- **Passage to read**
::::

Evaluation of the Logistic Regression : The Hosmer-Lemeshow test
Author
Jumbong Junior
Hosmer-Lemeshow Test
Model performance is commonly evaluated based on two main criteria. Discrimination and calibration. The discrimination describes the ability of the model to assign higher probabilities of the outcomes to those observations that actually experience the outcome. A recognized metric for assessing a model’s discrimination is the area under the receiver operating characteristic (ROC) curve. Calibration or fit, on the other hand, captures how accurately the predicted probabilities is close to the actual occurence of the outcome. Several tests and graphical methods have been proposed to assess the calibration of a model, which is often referred to as “goodness of fit.” Among the goodness of fit tests, the Hosmer-Lemeshow (HL) test is the most widely applied approach (Nattino, 2020).
Central idea of the test : The main idea of the test is to divide the observations into groups and compute a chi2 statistic that reflects the overall mismatch between the observed number of events and the expected number of events in each group-outcome category.
As with most goodness of fit tests, the HL test is designed to decide between a null hypothesis of perfect fit, where the probabilities assumed by the model are hypothesized to coincide with the real probabilities, and a general alternative hypothesis of nonperfect fit. Let’s present the framework of the test.
The value of the test statistic is : \[
HL = \sum_{g=1}^{G} \frac{(O_{D,k} - E_{D,k})^2}{E_{D,k}} + \frac{(O_{ND,k} - E_{ND,k})^2}{E_{ND,k}}
\]
Where :
\(O_{D,k}\) and \(E_{D,k}\) are respectively the number of observed events (default for example) and the number of expected events in the group k.
\(O_{ND,k}\) and \(E_{ND,k}\) are respectively the number of observed non-events (non-default for example) and the number of expected non-events in the group k.
G is the number of groups (typically 10).
Background : The Hosmer-Lemeshow goodness of fit test.
To understand the Hosmer-Lemeshow test, it is important to identify key concepts and definitions:
Observed Proportions of Events: The proportion of observed successes or failures in the data.
Expected Event Rates: The predicted probabilities of success or failure derived from the logistic regression model.
Logistic Regression: Logistic regression analyzes the relationship between a dependent categorical variable and a set of independent explanatory variables.

::::

- **Data**
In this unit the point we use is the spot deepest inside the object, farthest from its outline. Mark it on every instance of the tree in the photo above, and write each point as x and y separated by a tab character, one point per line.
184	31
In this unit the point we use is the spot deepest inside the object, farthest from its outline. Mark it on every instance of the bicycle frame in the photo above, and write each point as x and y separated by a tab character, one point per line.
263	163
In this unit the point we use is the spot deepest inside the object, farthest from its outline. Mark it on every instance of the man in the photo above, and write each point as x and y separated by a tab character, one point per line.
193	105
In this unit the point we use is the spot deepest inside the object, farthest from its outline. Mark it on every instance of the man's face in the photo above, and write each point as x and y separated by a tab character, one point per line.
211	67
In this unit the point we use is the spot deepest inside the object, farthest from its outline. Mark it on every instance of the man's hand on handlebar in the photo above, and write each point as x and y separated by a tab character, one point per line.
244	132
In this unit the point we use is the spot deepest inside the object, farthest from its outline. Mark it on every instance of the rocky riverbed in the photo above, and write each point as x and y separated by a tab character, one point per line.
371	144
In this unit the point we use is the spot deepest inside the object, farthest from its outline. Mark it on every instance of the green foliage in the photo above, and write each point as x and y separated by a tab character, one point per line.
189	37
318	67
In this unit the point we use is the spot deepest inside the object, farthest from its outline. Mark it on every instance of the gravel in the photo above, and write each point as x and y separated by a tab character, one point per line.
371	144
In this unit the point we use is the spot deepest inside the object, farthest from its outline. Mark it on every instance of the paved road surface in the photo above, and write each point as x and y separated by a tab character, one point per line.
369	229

::::

- **Written request 1**
Translate this sentence from the passage on the Hosmer-Lemeshow test into Spanish: "Among the goodness of fit tests, the Hosmer-Lemeshow (HL) test is the most widely applied approach (Nattino, 2020)."
- **Written request 2**
Continue the passage on the Hosmer-Lemeshow test, starting right after its final sentence.
The entries are material of their own and are not part of the passage on the Hosmer-Lemeshow test.

- **Exercise result 1**
Entre las pruebas de bondad de ajuste, la prueba de Hosmer-Lemeshow (HL) es el enfoque más aplicado (Nattino, 2020).

- **Exercise result 2**
Dependent Variable: The dependent variable has two categories:
Failure or Success
Default or Non-default
Goal of Logistic Regression:
Predict the probability of an event (“success” or “default”) for any given value of the predictor(s).
Logistic Regression Model
Let Y be the dependent variable: \(Y = \begin{cases}
1 & \text{if default} \\
0 & \text{if not default}
\end{cases}\)
Let \(( X_1, \ldots, X_p )\) represent the set of p variables.
The logistic regression equation can be written as: \[
\text{logit}(P(Y = 1 \mid X)) = \beta_0 + \beta_1 X_1 + \ldots + \beta_p X_p
\]
Here, $_0, _1, , _p $ are parameters to be estimated.
Computing Probabilities
For a dataset with N individuals:
For each individual i, compute the probability of success: \[
P_i = P(Y_i = 1 \mid X_1^i, \ldots, X_p^i) = \frac{1}{1 + \exp{-(\beta_0 + \beta_1 X_1^i + \ldots + \beta_p X_p^i)}}
\]
\(P_i\) represents the expected probability for individual i .
Create a table of individuals with their observed outcomes Y and predicted probabilities \(P_i\).
Example Table
After computing \(P_i\) for all individuals, the results can be summarized in a table:
Individual
Event (\(Y\))
\(P_i\)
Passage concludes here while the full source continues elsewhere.